> **WORK TO COMPLETE**: Whichever lines of the entries hold the word "insect" should be identified and copied.

Records excerpted from a collection
--*--
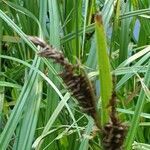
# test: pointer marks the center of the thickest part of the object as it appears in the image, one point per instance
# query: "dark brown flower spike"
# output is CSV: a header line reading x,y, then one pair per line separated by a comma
x,y
78,83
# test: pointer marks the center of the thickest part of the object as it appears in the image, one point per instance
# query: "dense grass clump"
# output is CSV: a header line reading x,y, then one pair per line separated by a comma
x,y
57,59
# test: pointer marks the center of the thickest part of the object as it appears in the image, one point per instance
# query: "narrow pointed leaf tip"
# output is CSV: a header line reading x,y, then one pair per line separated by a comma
x,y
103,67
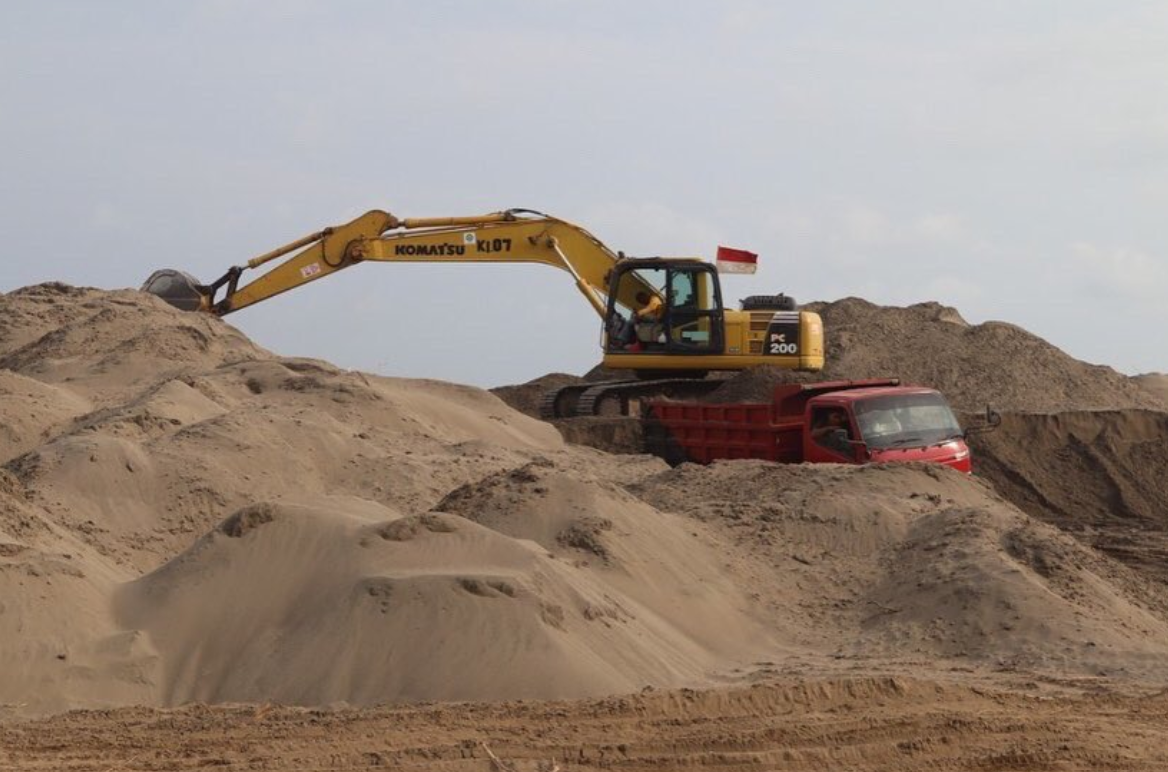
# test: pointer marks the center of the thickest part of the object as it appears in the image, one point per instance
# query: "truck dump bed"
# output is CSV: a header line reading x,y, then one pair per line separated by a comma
x,y
703,432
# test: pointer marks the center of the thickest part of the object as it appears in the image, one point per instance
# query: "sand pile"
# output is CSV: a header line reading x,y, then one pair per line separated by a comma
x,y
1154,382
1102,475
186,516
890,561
973,364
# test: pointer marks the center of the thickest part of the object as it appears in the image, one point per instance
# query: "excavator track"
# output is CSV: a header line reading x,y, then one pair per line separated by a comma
x,y
561,403
618,397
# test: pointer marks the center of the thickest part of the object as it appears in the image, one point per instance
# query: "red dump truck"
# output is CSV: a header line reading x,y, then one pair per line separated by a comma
x,y
839,422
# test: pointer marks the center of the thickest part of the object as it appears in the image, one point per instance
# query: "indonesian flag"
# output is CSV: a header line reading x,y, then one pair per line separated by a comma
x,y
736,261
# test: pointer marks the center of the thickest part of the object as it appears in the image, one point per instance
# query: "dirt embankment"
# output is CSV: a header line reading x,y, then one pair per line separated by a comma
x,y
187,517
994,363
1102,475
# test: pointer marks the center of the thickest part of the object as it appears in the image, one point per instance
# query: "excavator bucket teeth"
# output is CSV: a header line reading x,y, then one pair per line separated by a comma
x,y
178,289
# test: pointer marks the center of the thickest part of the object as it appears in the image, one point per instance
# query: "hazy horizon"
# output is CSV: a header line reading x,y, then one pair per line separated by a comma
x,y
1006,159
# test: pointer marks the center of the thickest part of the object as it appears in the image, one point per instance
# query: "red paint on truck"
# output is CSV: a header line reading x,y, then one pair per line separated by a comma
x,y
882,422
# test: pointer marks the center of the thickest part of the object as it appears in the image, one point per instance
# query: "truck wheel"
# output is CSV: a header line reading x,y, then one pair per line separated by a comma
x,y
770,303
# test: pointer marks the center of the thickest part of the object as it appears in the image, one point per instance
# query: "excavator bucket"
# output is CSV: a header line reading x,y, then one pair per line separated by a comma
x,y
179,289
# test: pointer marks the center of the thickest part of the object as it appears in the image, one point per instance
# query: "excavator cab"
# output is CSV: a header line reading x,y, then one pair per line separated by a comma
x,y
665,306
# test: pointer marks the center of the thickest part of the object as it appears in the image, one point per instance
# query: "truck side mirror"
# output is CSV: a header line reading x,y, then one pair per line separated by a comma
x,y
991,421
838,440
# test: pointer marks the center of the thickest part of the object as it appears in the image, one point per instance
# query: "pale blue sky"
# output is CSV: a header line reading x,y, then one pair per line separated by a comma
x,y
1006,158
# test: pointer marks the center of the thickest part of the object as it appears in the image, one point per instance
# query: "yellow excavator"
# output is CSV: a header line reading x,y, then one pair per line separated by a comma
x,y
664,317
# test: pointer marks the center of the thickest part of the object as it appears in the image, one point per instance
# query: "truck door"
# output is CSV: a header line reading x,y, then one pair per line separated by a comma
x,y
829,435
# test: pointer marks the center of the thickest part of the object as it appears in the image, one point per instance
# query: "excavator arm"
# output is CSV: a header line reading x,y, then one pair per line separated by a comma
x,y
512,236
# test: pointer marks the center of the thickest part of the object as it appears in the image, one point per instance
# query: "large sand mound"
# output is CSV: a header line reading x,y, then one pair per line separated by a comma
x,y
186,516
1102,475
994,363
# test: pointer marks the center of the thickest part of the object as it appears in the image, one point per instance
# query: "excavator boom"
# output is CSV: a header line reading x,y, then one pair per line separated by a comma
x,y
664,318
512,236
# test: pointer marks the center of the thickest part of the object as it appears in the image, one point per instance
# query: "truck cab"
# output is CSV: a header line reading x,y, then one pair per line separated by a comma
x,y
883,424
835,422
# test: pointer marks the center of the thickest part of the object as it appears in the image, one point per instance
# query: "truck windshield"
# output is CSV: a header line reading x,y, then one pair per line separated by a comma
x,y
905,421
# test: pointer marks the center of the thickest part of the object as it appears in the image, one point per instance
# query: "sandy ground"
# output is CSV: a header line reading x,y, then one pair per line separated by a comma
x,y
195,531
877,722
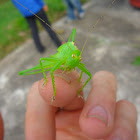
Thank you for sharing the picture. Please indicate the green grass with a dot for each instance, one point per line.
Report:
(13, 27)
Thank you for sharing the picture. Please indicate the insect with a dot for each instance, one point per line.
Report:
(67, 58)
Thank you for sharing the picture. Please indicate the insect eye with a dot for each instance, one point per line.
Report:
(73, 55)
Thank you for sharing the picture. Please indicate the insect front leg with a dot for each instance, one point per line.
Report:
(43, 71)
(83, 69)
(55, 67)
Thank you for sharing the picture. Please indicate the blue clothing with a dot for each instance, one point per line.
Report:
(71, 5)
(33, 5)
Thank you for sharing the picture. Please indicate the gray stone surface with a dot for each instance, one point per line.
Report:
(112, 46)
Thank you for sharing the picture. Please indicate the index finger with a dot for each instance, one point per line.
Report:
(67, 86)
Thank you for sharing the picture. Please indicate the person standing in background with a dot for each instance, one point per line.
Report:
(71, 6)
(38, 7)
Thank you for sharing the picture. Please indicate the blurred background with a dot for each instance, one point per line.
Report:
(114, 46)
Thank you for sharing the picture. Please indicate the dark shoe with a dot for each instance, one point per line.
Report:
(41, 49)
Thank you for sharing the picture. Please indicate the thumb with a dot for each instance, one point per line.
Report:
(67, 86)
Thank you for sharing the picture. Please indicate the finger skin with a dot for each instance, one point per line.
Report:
(1, 128)
(67, 87)
(97, 117)
(125, 122)
(40, 117)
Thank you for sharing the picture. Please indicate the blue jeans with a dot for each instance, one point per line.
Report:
(71, 5)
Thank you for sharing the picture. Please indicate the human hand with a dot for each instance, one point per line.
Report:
(99, 117)
(45, 8)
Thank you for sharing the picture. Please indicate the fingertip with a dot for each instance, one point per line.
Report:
(97, 117)
(105, 77)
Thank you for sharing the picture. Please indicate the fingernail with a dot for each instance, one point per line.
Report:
(99, 113)
(64, 76)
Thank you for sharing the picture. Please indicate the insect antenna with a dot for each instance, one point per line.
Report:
(44, 22)
(96, 23)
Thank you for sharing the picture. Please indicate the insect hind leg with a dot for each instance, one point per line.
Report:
(83, 69)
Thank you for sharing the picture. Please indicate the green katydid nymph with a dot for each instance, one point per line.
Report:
(67, 58)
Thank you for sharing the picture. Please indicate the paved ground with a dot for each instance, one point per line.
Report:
(112, 47)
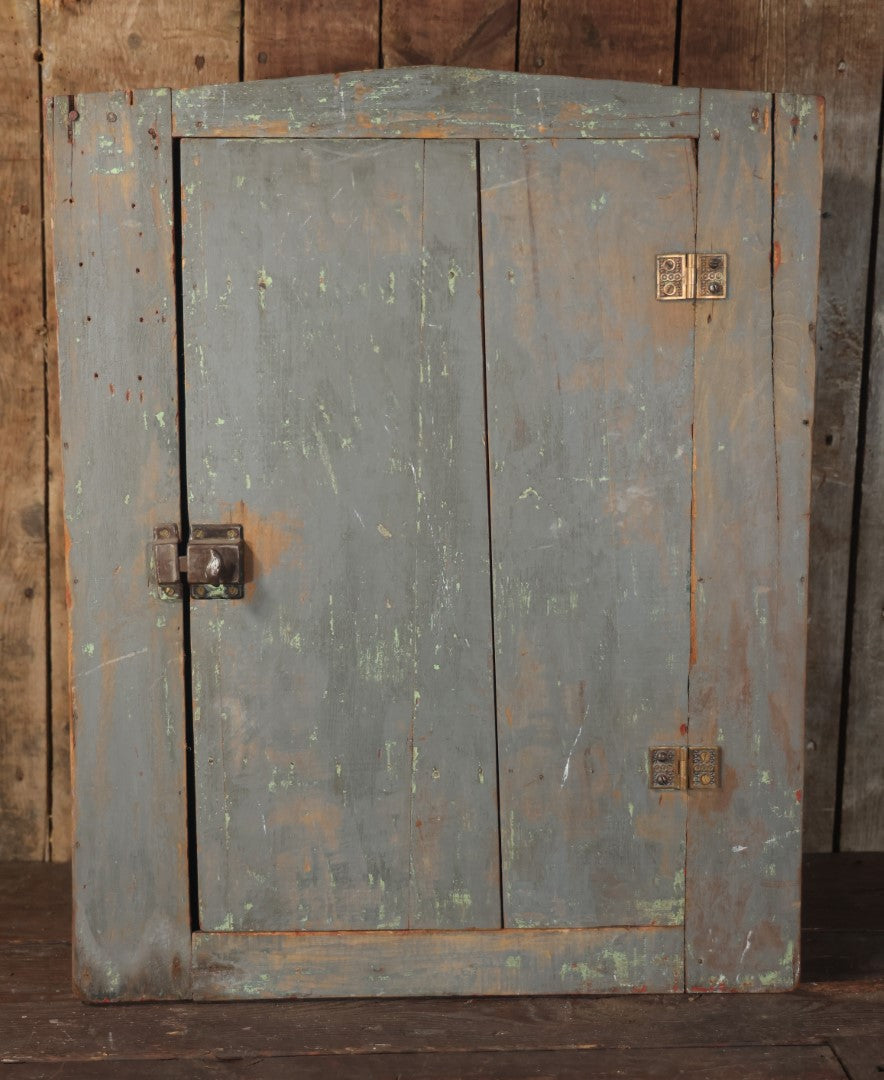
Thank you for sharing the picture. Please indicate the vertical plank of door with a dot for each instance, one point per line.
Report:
(590, 399)
(478, 34)
(743, 840)
(87, 48)
(112, 207)
(343, 712)
(23, 547)
(309, 37)
(615, 39)
(833, 49)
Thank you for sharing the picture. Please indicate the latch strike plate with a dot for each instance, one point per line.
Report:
(678, 768)
(213, 562)
(688, 277)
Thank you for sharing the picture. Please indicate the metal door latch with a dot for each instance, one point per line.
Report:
(692, 277)
(213, 562)
(678, 768)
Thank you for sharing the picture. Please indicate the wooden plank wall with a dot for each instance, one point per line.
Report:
(834, 49)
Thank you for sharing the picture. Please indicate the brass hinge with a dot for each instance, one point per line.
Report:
(692, 277)
(213, 562)
(678, 768)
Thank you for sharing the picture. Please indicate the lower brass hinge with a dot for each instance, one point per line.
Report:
(685, 277)
(678, 768)
(213, 562)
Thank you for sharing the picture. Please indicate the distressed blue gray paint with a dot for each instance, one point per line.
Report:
(343, 713)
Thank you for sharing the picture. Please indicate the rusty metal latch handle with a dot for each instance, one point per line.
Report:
(213, 563)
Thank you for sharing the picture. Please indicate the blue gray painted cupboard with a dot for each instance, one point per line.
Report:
(511, 523)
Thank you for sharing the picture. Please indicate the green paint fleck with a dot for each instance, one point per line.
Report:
(453, 272)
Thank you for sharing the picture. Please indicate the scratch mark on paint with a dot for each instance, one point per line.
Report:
(746, 947)
(116, 660)
(567, 769)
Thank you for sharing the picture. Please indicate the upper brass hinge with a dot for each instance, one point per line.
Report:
(687, 277)
(213, 562)
(678, 768)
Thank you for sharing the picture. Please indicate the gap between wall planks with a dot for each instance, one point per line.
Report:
(832, 49)
(862, 802)
(23, 542)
--*--
> **ANSWER SECTION**:
Thank you for sharing the picture. Please indicate the insect with a dot for each instance, one point per line.
Thank you for sharing the picture. Please indicate the insect eye with a dot for each instance, one point per line.
Thank you for sharing the picture. Please indicate the insect front leg with a dot for each instance, one point per line.
Thank you for sharing the picture. Please indicate the insect antenna with a dot for each instance, one point per line.
Thank you for sharing the picture. Please indicate the insect hind leg with a dot for each instance, one point per line.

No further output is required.